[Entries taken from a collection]
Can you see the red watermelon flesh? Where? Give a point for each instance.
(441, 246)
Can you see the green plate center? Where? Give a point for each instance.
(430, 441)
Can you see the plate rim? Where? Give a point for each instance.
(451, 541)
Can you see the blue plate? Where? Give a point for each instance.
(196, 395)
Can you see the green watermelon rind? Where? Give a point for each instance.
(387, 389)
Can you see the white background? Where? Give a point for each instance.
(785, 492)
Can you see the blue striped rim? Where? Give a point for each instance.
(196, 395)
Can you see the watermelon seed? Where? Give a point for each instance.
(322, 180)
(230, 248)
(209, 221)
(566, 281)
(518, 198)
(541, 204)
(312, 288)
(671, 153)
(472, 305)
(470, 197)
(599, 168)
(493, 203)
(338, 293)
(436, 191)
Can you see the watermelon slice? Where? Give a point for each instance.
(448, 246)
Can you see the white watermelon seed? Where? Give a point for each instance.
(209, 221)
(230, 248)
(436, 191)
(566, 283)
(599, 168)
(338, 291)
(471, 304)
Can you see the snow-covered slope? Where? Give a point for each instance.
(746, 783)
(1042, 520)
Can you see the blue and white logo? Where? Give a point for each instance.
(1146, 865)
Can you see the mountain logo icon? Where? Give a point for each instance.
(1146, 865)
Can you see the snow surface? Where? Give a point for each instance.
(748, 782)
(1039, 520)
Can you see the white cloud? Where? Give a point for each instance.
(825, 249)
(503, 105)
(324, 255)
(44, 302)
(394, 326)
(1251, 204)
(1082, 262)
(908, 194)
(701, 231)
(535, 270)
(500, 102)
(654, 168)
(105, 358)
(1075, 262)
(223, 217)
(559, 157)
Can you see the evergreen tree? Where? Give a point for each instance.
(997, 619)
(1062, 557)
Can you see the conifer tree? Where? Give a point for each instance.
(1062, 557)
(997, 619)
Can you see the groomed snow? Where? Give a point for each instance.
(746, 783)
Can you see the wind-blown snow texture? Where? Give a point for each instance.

:: WORK REQUIRED ::
An exact copy of the lines from the one containing "Can you see the groomed" through the end of the entries is required, and nothing beyond them.

:: ANSWER FOR THE TASK ::
Can you see the groomed snow? Where? Give a point for each instance.
(746, 783)
Can you see the wind-blown snow texture? Where? Give a point for each instance.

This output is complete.